**Task instructions:**
All lines from the line containing "Keypoint guideline: for each instance of the striped" up to and including the last line of the listing below should be echoed exactly; no other lines belong in the response.

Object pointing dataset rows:
__________

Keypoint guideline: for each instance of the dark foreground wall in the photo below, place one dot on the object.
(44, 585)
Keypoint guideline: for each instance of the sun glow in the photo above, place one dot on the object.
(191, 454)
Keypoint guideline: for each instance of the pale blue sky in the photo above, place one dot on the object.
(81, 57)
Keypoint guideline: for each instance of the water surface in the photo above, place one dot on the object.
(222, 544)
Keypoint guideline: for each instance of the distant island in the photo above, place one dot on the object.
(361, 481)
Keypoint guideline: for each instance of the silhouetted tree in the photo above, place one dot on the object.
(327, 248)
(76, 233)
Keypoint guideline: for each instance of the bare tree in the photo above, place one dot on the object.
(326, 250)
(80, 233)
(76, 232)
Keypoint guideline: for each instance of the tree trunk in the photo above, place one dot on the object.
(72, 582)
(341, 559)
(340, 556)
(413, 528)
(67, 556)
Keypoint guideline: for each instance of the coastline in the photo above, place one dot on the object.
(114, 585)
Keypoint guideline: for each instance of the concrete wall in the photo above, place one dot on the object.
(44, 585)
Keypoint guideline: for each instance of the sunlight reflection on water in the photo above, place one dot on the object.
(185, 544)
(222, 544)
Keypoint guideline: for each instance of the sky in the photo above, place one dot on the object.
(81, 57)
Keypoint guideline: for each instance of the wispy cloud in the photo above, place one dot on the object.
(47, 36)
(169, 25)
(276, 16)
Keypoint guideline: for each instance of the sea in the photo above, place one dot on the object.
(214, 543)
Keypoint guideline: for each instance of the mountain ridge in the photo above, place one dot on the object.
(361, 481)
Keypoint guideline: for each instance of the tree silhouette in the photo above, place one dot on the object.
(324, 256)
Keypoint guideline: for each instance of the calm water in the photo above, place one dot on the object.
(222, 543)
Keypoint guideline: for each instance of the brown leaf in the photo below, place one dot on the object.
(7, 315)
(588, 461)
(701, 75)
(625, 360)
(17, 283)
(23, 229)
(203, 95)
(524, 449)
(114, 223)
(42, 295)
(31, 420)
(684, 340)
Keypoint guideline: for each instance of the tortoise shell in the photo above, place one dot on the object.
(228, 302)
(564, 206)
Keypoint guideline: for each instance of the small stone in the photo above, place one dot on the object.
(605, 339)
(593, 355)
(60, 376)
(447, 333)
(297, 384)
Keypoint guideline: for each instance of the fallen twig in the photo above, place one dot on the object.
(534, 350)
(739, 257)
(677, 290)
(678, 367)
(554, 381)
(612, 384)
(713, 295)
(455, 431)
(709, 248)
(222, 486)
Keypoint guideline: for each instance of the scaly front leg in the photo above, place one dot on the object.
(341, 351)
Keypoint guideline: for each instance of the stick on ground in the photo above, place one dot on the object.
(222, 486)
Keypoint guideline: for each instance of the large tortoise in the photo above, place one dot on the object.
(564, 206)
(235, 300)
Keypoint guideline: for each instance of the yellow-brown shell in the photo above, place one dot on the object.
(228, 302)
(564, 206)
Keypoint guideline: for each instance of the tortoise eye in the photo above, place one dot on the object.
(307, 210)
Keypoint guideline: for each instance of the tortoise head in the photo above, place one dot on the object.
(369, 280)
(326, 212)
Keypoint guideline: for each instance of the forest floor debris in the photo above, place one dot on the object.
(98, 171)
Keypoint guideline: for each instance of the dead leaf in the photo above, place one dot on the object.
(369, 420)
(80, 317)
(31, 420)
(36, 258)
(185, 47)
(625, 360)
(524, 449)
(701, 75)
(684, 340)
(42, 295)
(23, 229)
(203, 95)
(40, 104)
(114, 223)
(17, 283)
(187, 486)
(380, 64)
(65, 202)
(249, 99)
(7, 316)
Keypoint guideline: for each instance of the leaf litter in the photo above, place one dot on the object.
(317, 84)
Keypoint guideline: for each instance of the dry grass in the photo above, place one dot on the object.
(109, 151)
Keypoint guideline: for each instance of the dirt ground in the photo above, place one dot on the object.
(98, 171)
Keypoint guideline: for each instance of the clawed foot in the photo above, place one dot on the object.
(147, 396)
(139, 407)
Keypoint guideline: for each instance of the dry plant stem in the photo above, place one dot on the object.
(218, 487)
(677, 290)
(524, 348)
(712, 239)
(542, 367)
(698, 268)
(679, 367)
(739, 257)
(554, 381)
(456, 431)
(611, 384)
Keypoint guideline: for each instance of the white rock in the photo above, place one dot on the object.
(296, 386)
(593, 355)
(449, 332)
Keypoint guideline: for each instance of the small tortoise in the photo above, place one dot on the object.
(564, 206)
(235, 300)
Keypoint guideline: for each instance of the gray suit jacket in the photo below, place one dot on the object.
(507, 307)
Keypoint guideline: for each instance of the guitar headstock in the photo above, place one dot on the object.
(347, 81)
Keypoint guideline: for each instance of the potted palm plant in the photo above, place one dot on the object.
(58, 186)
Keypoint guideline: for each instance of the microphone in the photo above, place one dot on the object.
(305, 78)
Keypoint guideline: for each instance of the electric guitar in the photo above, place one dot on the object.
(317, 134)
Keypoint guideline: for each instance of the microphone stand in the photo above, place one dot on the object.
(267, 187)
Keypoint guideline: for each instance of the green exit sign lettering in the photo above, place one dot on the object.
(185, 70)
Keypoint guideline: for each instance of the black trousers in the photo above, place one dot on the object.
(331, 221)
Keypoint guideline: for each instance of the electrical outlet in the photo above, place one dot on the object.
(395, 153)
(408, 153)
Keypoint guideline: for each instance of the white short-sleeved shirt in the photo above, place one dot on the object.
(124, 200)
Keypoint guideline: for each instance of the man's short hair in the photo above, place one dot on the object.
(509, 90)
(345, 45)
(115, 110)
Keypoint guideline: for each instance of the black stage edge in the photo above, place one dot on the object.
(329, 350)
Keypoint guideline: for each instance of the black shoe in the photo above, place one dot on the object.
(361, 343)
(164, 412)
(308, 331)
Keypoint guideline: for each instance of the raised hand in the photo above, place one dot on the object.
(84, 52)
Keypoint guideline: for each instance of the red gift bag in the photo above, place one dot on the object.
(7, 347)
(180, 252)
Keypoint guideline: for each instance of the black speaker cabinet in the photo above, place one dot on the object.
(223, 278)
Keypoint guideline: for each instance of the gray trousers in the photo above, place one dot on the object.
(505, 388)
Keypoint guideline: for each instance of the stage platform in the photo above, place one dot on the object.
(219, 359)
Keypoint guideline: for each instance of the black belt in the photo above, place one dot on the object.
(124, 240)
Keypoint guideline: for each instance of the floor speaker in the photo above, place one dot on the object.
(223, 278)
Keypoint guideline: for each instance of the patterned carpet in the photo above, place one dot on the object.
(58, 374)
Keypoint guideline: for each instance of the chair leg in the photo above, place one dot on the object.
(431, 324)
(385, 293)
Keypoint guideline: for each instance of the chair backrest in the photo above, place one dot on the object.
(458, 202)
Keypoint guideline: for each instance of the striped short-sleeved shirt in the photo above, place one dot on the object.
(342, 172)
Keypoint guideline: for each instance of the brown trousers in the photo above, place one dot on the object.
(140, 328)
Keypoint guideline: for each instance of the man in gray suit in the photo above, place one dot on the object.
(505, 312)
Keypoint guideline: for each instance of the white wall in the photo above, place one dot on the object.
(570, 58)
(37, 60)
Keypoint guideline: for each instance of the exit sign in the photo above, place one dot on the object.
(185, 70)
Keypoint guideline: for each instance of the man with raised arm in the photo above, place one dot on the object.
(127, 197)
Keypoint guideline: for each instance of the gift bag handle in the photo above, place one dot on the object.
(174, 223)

__________

**Task answer:**
Keypoint guideline: for each instance of the striped short-sleeved shirt in the photo above, place one dot on the object.
(342, 172)
Keypoint guideline: for each instance of the brown trousers in the photo above, place one dot on the object.
(140, 328)
Keypoint guideline: for each instance of the man in gray suit in the photo above, place one dot on the object.
(505, 312)
Keypoint guideline: for each instance of the white wall in the photo above, place one dot on the object.
(570, 58)
(37, 60)
Keypoint guideline: for each instance of the exit sign in the photo above, place one dot on the object.
(185, 70)
Keypoint guideline: for each instance of the man with raised arm in the photo above, place one dot on the object.
(127, 197)
Keypoint guideline: for each instance of the gift bag handle in the photo above, place one dot on the object.
(174, 223)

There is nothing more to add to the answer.